[SUPPLIED MATERIAL Boundary: Start]
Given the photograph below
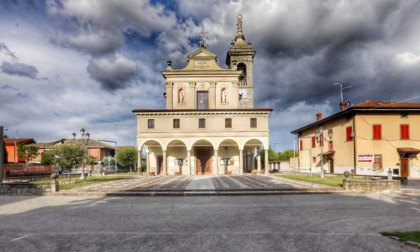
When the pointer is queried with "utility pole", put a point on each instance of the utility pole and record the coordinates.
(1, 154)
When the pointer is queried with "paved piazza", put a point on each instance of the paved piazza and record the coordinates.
[SUPPLIED MATERIAL Boundary: End]
[SUPPLIED MATERIAL Boundary: Start]
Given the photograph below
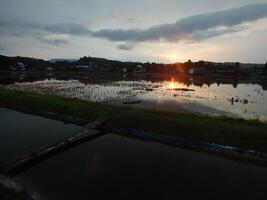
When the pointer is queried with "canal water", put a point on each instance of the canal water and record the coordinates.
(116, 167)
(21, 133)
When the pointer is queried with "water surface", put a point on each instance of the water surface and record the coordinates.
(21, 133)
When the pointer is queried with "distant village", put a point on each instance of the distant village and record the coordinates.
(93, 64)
[SUPPLIED MATERIAL Boundary: End]
[SUPPLIED MATERIAL Boundary: Start]
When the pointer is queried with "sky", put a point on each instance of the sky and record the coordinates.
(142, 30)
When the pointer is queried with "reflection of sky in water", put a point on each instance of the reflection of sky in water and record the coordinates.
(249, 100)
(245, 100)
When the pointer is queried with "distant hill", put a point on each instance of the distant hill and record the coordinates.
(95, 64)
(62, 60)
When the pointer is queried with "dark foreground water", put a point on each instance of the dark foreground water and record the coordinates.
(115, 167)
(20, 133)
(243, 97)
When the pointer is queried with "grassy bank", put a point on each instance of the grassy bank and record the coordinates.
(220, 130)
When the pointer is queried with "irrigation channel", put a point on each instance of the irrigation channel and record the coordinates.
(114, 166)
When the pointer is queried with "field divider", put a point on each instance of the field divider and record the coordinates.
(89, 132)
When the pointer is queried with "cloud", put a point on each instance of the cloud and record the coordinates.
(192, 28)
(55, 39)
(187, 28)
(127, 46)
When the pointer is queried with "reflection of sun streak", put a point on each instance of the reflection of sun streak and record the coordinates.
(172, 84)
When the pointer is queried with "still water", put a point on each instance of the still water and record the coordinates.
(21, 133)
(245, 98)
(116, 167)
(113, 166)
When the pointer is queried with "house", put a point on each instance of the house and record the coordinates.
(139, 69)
[SUPPLIED MATERIAL Boundary: End]
In the entries above, find the line holding "pole and record the coordinates." and the line holding "piazza and record the coordinates.", then retype exactly those two lines and every line between them, and nothing else.

When the pointer is queried with "utility pole", put a point on each instance of the utility pole and record the coordinates.
(1, 154)
When the pointer is queried with "paved piazza", put a point on each instance of the paved piazza and record the coordinates.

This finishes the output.